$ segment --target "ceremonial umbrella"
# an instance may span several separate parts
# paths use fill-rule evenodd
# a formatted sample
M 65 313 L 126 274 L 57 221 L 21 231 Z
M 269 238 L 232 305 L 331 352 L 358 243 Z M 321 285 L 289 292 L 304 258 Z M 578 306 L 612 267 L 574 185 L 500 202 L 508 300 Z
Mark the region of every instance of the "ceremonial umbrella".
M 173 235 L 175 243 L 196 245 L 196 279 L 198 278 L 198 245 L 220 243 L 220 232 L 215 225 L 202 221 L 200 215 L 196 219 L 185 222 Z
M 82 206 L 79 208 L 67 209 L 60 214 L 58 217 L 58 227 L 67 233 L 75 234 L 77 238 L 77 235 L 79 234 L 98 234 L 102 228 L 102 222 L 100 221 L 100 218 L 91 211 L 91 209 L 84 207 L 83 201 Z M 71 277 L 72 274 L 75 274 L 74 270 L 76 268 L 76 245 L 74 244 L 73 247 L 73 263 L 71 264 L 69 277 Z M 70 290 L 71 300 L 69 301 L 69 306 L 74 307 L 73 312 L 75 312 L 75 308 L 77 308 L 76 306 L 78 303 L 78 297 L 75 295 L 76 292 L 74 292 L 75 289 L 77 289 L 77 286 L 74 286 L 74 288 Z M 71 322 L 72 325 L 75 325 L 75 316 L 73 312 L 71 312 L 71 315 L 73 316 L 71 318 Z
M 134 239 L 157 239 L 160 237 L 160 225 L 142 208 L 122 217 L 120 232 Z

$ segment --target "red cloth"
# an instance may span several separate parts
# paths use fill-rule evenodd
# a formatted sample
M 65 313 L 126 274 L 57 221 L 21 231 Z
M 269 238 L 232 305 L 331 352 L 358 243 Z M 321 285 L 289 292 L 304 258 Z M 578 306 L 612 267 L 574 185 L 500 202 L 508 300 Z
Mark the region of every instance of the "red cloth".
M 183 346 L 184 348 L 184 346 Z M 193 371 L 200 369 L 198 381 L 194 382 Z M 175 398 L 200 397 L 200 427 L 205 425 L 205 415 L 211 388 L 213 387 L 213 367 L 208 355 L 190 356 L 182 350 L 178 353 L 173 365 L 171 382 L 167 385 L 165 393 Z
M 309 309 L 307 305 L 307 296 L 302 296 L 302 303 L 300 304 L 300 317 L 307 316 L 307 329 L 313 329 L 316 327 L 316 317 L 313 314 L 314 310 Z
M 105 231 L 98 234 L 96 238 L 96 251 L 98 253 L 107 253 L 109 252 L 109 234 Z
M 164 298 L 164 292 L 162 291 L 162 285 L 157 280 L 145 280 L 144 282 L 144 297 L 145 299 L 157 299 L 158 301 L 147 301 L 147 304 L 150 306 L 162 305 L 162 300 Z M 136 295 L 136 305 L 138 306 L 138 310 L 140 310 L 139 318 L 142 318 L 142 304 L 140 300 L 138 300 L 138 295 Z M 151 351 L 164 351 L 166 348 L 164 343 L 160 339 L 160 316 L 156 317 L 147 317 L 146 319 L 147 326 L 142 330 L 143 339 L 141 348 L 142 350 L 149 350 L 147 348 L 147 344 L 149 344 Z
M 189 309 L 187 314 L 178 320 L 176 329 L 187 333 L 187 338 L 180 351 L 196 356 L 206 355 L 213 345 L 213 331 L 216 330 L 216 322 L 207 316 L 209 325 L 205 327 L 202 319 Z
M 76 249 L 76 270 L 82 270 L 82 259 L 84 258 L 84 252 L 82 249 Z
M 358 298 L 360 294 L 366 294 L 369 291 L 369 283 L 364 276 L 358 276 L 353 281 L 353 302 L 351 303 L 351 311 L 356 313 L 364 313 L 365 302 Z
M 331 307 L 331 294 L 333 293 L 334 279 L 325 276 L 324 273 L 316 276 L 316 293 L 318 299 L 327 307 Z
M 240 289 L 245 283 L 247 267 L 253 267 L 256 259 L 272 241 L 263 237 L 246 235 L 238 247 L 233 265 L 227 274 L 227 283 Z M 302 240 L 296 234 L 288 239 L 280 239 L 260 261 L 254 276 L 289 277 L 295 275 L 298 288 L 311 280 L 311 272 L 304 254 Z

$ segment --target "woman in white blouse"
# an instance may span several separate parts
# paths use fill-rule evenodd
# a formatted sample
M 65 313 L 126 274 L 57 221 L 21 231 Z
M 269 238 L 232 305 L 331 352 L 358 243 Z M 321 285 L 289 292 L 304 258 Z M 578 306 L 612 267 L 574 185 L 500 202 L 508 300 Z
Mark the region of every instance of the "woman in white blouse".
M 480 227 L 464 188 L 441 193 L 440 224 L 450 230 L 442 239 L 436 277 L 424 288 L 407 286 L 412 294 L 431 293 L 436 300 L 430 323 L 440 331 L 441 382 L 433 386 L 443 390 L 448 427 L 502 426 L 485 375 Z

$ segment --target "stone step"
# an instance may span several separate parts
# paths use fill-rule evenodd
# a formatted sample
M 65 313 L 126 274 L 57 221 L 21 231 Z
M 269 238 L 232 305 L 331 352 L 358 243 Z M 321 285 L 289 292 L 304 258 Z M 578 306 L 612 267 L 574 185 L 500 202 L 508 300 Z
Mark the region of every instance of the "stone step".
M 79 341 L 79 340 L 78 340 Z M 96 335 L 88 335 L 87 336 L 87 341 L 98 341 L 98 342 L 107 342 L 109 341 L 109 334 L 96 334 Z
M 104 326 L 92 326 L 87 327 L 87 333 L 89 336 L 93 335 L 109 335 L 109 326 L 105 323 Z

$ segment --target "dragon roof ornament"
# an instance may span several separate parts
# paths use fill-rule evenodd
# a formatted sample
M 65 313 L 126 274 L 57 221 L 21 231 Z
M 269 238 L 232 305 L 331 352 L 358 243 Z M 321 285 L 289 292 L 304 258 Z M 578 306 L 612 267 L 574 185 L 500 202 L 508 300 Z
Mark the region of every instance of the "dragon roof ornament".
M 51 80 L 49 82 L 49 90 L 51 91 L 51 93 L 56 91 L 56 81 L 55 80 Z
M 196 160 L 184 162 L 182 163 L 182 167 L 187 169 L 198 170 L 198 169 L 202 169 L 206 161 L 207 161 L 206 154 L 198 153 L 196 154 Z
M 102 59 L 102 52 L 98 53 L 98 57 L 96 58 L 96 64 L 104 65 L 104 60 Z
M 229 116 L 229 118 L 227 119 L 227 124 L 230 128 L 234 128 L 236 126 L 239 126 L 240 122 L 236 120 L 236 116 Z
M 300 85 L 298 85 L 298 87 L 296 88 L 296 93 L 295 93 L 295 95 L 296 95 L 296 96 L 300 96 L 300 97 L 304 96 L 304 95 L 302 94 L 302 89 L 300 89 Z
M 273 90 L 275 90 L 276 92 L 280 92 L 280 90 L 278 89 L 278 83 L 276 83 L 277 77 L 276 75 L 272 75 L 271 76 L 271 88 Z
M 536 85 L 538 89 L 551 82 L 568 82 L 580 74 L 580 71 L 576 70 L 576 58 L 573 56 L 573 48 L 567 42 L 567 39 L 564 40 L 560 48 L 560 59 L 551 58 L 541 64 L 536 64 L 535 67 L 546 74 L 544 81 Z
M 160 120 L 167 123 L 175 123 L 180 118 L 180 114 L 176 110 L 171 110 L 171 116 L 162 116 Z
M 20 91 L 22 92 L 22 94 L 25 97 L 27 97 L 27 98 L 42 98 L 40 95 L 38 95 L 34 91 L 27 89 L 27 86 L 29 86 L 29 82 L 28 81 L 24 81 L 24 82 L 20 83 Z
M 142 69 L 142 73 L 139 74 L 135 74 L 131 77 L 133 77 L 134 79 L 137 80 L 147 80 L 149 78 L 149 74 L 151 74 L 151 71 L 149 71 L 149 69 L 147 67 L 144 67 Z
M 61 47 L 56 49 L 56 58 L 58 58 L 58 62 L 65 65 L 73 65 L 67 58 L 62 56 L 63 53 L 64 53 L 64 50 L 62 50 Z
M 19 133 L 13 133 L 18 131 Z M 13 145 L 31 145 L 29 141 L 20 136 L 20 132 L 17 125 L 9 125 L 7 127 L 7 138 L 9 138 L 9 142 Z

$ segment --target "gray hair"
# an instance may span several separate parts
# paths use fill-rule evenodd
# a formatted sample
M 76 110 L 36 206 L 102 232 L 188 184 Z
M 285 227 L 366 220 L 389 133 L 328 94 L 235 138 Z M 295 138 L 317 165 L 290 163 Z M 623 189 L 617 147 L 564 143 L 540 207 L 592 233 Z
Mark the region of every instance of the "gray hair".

--------

Filter the listing above, keeping only the lines with "target".

» TASK ANSWER:
$ segment --target "ceremonial umbrella"
$ segment --target "red cloth"
$ segment --target "woman in white blouse"
$ segment --target "stone step"
$ segment --target "dragon roof ornament"
$ segment --target "gray hair"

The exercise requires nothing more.